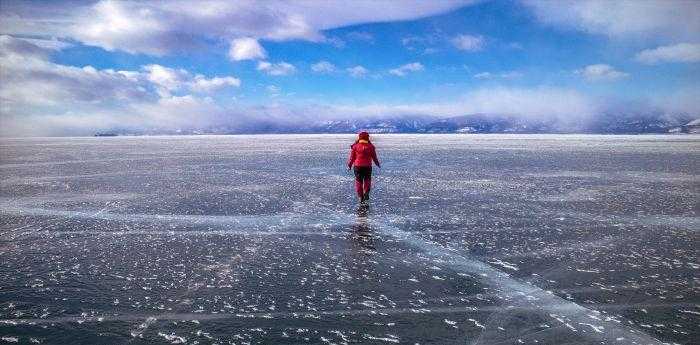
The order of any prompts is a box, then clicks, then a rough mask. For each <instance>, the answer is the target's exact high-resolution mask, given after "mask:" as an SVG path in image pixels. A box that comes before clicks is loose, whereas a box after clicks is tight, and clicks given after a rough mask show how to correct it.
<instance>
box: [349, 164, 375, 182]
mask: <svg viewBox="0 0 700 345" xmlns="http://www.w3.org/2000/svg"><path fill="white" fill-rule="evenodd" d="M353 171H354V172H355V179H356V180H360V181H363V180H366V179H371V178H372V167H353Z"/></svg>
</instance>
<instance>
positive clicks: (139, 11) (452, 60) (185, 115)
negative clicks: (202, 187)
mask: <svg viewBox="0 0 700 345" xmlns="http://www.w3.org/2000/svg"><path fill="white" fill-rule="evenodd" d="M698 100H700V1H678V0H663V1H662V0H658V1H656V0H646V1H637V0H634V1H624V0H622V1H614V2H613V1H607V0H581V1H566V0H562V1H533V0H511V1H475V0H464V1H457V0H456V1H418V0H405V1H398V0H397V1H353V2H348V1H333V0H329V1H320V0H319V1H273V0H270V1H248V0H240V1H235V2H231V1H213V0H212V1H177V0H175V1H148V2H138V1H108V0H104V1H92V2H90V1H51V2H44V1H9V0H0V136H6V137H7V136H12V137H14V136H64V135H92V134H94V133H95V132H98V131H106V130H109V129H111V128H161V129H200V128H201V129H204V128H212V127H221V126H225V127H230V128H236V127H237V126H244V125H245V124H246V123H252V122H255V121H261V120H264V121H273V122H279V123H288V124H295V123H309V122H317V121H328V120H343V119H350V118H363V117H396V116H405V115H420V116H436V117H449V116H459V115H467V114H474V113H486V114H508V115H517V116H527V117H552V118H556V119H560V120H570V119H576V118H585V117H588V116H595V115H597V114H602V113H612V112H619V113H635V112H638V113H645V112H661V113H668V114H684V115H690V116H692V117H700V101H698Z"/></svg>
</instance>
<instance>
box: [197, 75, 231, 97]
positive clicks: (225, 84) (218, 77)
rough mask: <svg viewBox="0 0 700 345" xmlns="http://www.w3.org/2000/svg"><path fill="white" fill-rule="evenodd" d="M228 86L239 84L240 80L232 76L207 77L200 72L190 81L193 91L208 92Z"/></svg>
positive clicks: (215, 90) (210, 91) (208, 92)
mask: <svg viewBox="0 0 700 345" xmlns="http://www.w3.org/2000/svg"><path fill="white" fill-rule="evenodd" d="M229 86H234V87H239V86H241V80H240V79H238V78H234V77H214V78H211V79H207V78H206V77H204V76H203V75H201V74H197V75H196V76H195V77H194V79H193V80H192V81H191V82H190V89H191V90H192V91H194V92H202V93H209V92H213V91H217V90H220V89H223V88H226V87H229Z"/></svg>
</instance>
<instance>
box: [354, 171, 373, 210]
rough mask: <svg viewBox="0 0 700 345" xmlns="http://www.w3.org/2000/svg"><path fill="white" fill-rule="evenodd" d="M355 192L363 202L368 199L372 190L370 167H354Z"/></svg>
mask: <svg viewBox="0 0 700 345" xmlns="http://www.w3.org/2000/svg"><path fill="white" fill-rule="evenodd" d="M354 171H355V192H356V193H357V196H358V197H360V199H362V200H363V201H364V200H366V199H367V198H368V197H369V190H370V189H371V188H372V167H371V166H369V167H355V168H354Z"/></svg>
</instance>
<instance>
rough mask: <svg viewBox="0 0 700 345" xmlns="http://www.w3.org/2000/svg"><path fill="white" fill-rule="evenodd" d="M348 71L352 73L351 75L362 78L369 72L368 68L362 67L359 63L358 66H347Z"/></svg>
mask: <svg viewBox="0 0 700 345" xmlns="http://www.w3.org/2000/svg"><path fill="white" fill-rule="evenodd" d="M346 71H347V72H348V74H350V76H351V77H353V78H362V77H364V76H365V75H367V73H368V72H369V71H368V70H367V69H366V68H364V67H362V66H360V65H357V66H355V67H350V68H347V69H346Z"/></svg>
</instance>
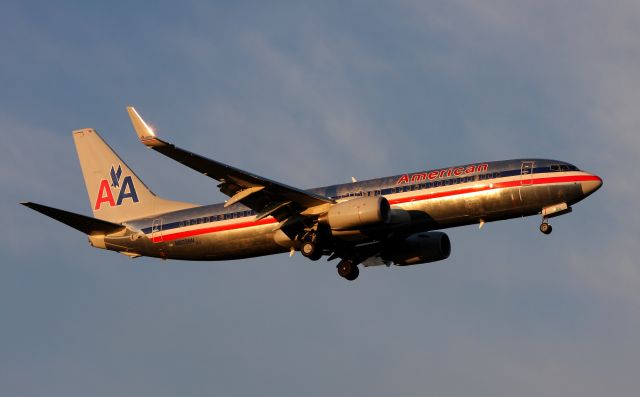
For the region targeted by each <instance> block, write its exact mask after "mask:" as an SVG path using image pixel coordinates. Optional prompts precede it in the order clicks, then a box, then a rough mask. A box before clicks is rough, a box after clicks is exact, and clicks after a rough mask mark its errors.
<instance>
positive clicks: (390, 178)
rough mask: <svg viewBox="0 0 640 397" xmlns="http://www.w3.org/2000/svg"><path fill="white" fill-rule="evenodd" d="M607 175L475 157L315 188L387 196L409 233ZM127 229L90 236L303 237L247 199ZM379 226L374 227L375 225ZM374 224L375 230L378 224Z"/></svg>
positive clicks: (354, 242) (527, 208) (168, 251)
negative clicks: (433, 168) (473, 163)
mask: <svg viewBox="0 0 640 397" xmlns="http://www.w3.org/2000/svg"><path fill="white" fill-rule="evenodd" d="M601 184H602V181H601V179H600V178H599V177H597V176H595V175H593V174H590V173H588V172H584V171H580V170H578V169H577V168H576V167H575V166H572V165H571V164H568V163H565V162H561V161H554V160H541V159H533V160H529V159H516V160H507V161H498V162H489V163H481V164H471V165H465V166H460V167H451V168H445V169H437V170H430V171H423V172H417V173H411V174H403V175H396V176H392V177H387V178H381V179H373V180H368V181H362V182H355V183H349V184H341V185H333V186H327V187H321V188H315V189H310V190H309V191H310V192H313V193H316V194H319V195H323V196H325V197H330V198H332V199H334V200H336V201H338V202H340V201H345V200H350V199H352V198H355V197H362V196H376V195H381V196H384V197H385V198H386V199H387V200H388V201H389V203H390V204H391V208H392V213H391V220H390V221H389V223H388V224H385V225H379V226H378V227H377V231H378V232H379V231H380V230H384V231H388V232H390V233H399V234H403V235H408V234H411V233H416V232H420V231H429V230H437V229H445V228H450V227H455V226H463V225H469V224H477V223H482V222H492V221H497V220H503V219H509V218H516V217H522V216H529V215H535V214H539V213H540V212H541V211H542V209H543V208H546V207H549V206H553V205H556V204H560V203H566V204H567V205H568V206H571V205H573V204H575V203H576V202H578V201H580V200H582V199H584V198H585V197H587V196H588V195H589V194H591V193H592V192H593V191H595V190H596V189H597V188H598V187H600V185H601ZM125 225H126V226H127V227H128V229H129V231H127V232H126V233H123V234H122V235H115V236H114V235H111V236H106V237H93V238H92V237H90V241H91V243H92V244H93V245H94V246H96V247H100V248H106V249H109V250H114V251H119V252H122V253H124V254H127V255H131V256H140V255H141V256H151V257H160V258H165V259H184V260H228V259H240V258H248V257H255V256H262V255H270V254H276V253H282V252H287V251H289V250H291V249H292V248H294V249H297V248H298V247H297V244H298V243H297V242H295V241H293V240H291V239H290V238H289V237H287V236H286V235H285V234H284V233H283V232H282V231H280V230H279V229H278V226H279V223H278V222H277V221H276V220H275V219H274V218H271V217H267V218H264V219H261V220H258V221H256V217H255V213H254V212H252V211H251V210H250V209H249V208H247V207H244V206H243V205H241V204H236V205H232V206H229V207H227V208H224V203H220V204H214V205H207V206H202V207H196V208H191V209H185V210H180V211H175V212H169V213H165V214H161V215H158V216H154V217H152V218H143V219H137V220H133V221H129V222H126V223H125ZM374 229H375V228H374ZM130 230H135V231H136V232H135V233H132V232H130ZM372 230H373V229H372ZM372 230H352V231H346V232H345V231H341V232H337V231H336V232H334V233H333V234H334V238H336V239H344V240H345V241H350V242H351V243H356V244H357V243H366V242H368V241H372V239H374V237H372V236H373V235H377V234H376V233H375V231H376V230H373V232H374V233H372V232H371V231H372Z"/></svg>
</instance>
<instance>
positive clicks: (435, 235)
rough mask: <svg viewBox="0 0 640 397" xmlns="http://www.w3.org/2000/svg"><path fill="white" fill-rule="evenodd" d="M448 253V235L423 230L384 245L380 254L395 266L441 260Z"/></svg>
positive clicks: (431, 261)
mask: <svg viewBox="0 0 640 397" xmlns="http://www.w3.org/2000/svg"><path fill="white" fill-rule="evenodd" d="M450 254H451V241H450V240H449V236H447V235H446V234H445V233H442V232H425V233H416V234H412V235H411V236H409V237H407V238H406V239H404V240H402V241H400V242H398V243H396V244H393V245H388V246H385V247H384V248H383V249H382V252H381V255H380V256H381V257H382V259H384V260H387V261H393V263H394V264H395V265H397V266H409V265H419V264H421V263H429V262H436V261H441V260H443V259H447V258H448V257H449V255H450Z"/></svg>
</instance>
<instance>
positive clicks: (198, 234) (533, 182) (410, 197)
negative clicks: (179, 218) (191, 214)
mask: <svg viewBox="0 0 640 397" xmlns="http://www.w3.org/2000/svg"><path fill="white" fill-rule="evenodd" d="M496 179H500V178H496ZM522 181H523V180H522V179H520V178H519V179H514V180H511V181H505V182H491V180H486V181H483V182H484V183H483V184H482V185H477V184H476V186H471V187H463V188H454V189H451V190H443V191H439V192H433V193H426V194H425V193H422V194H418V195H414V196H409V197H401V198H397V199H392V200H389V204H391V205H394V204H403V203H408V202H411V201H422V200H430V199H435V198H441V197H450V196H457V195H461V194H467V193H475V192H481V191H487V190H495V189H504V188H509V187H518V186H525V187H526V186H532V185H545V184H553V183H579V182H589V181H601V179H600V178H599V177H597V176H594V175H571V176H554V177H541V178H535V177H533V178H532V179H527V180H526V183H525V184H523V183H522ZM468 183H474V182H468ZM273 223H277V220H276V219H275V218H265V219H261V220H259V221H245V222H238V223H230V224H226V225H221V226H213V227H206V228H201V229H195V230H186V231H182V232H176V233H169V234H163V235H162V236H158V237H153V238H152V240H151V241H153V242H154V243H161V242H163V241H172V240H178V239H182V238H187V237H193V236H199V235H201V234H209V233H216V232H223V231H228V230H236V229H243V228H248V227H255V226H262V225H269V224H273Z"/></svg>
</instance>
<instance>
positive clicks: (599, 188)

++++++++++

### Exercise brief
Return every line of the records that contains the word "image", treating uppercase and lowercase letters as distinct.

### Output of the task
The order of any prompts is a box, then clicks, then a rough mask. For each <instance>, the answer is the target's exact high-resolution mask, given after "mask:" as an SVG path in image pixels. A box that comes before clicks is loose, whereas a box after clicks is tight, and clicks given after a rough mask show how to correct it.
For the region targeted by each <instance> block, write its exact mask after "mask:" as an SVG path using image pixel coordinates. Optional prompts precede it in the order clicks, then a box, then a rough mask. A box before clicks is rough, a box after clicks is exact, and clicks after a rough mask mark its errors.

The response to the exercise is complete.